---------- PRZYTOCZONY FRAGMENT

Obudziłam się rano, po 6.00. Piotr cicho krzątał się, jak co dzień, szykując się do pracy. Śpij sobie kochanie – powiedział do mnie czule – dobrego dnia. Leniwie rozespana, otulona ciepłem kołdry, mruknęłam tylko w odpowiedzi jak kot, który docenia wartość rozgrzanego pieca. Pod powiekami drżały jeszcze nitki snu, oniryczne pajęczyny jakichś obrazów i marzeń. Chwila między snem a jawą, moment wybudzania świadomości z letargu, z zapomnienia to jakby wyłanianie się z nadmorskiego piasku, który szorstkością przywraca nasze ciało do świata zmysłów. I zaraz wrażenia, dźwięki, odgłosy, zalewają umysł jak fale, z mocą i siłą oceanu.
Piotr zszedł na dół. Słyszałam, jak nastawia wodę na herbatę, jak chodzi, zapala i gasi światło w łazience. Zza okna dobiegało zabawne pianie koguta. Szare niebo spadało na dach mojego poddasza. Byłam wolna. I było mi z tym uczuciem najlepiej na świecie. Dziś będzie wspaniały dzień – powiedziałam sobie w myślach – zadbam o to, bo sprawia mi to radość i jest dla mnie źródłem pozytywnej energii.

--------------------
---------- POKAZANE REKORDY

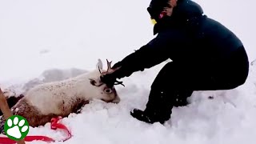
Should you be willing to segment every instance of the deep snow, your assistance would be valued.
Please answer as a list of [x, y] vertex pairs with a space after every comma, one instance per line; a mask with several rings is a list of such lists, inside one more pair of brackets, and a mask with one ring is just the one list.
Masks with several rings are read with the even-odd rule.
[[[241, 38], [250, 62], [256, 59], [251, 37], [256, 32], [251, 18], [254, 1], [196, 2]], [[19, 93], [91, 70], [98, 58], [121, 60], [153, 38], [146, 10], [149, 2], [0, 0], [0, 86]], [[117, 86], [119, 104], [94, 101], [82, 114], [63, 118], [74, 135], [64, 143], [255, 143], [256, 63], [252, 63], [245, 85], [232, 90], [194, 92], [190, 104], [174, 108], [164, 126], [130, 115], [134, 107], [145, 108], [150, 86], [164, 62], [135, 73], [122, 79], [126, 87]], [[30, 135], [64, 136], [50, 130], [49, 123], [30, 130]]]

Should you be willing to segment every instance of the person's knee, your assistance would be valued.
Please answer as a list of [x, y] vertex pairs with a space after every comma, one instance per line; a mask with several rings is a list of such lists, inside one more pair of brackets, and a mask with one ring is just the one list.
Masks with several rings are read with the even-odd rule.
[[151, 89], [158, 89], [165, 86], [169, 86], [170, 84], [170, 79], [174, 80], [172, 78], [174, 77], [174, 62], [166, 64], [154, 78], [151, 85]]

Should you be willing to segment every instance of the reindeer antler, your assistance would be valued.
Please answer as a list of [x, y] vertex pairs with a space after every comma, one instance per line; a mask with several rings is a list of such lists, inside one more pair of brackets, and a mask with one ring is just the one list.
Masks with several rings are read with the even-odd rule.
[[[99, 67], [98, 67], [98, 70], [101, 74], [102, 76], [104, 76], [107, 74], [112, 74], [114, 73], [115, 70], [120, 69], [120, 67], [117, 67], [117, 68], [114, 68], [113, 69], [112, 66], [111, 66], [111, 63], [112, 63], [112, 61], [109, 62], [108, 59], [106, 59], [106, 65], [107, 65], [107, 69], [106, 69], [106, 71], [105, 72], [101, 72]], [[119, 82], [119, 81], [115, 81], [114, 85], [122, 85], [123, 86], [125, 86], [123, 84], [122, 84], [122, 82]]]

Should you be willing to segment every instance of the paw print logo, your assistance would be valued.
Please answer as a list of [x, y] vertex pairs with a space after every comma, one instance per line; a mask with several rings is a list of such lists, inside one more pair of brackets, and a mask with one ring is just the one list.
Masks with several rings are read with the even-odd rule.
[[9, 138], [19, 141], [27, 135], [29, 127], [29, 122], [25, 118], [19, 115], [13, 115], [6, 121], [4, 130]]

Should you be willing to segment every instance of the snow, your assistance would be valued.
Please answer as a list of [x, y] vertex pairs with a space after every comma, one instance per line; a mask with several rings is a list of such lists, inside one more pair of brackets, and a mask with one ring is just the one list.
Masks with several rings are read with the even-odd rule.
[[[255, 14], [254, 1], [196, 2], [208, 16], [241, 38], [250, 62], [256, 59], [251, 37], [256, 32], [256, 21], [251, 18]], [[0, 86], [21, 93], [39, 83], [94, 70], [98, 58], [121, 60], [153, 38], [146, 10], [149, 2], [0, 0]], [[130, 110], [145, 108], [150, 84], [164, 64], [123, 78], [126, 87], [117, 86], [120, 103], [94, 101], [82, 114], [64, 118], [62, 122], [73, 137], [56, 143], [255, 143], [255, 62], [243, 86], [226, 91], [194, 92], [190, 104], [174, 108], [171, 119], [164, 126], [133, 118]], [[30, 127], [29, 135], [34, 134], [58, 140], [65, 137], [50, 130], [50, 123]]]

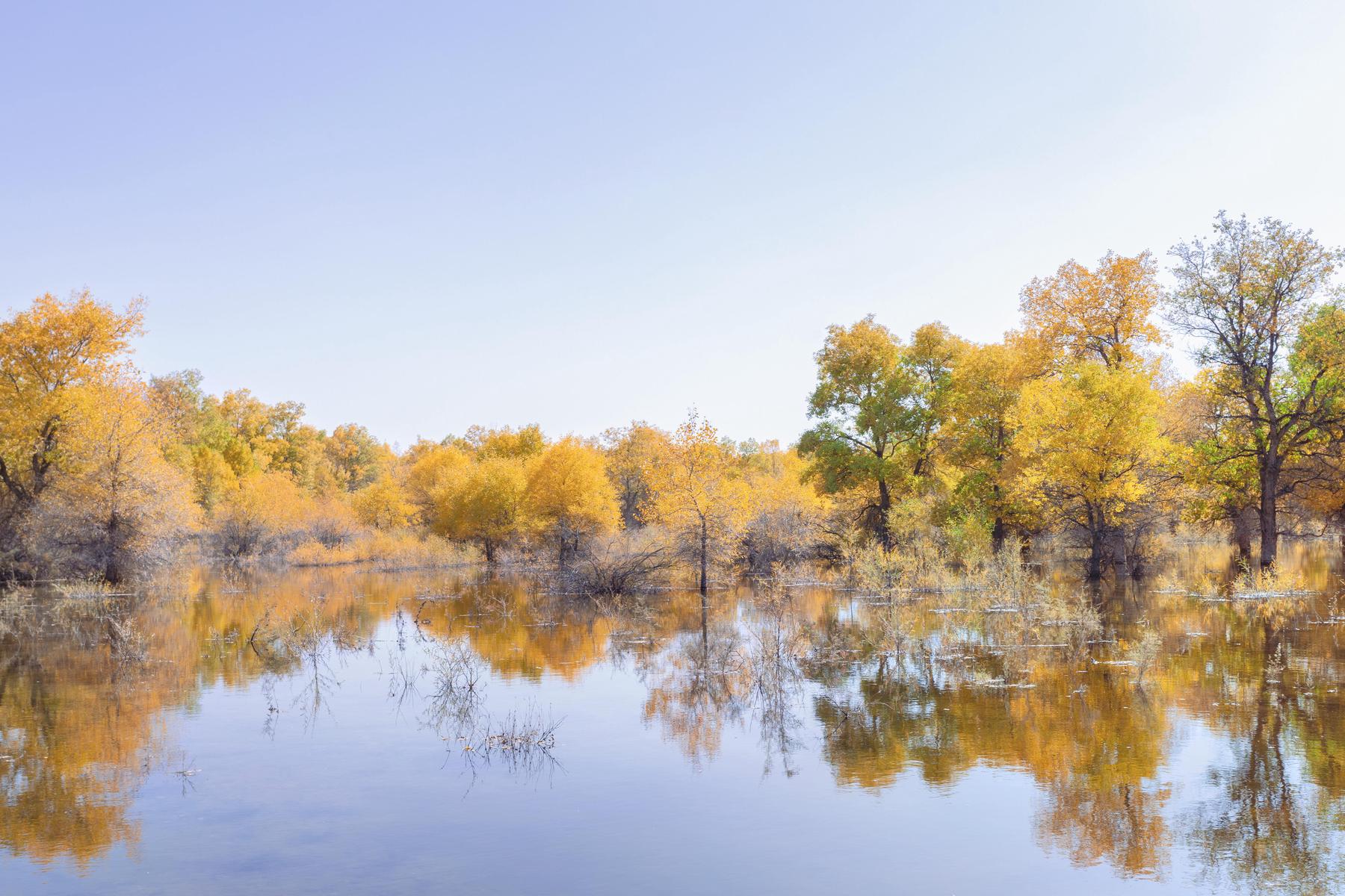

--------------------

■ ZADANIE 1: Wypisz wszystkie czynności Piotra, które we fragmencie o poranku następują po słowie „Słyszałam”. Podaj je w brzmieniu z tekstu.
■ ZADANIE 2: Co według fragmentu o poranku dobiegało zza okna?
■ ZADANIE 3: Poprowadź dalej fragment o poranku, zaczynając zaraz po jego ostatnim zdaniu.

■ WYNIK 1: nastawia wodę na herbatę; chodzi; zapala i gasi światło w łazience

■ WYNIK 2: Zza okna dobiegało zabawne pianie koguta.

■ WYNIK 3:
Zakorzenia się we mnie przekonanie, że szczęście to coś, co nie przychodzi z zewnątrz. Że szczęście się po prostu robi samemu. I że wcale nie jest to bardzo trudne. Ze szczęściem i wewnętrzną równowagą jest tak jak z każdą inną umiejętnością – można się jej nauczyć, wyćwiczyć, doskonalić. Jak ze wszystkim, tak i ze szczęściem – początki bywają mozolne, ale potem, w miarę kolejnych prób i systematycznych ćwiczeń, dzień po dniu, ta nasza nowa umiejętność tworzenia radości i szczęścia staje się łatwiejsza, prostsza w obsłudze, coraz bardziej nasza, wewnętrzna.
Przeżywam wzloty i upadki w uczeniu się harmonii, która daje poczucie spełnienia i szczęścia. Wiele, wiele motywacji i wsparcia na tej mojej drodze czerpię z terapii, od ludzi, z którymi dzielę się swoim światem i jego bolączkami. Odradza się we mnie wiara w człowieka, kiełkuje jak maleńki pęd hodowany przez Gabrysię z cytrynowego ziarenka w żółtej doniczce.
Chłonęłam sobie mój dobry poranek, przymykałam co chwila oczy, żeby wyraźniej słyszeć cały świat. Powoli, delektując się każdym słowem i obrazem, czytałam w łóżku, w zielono-czarnej piżamie, pod beżową, wielką kołdrą. Przez dachowe okna kątem oka dostrzegałam, jak rozpogadza się niebo. Potem była jeszcze joga z Małgosią Mostowską, powitanie uśmiechniętych, wyspanych dzieci. Pyszna, zielona herbata w filiżance w kwiaty i wspaniałe drobiazgi – prezenty codzienności, które tak często umykają rozhisteryzowanym sercom.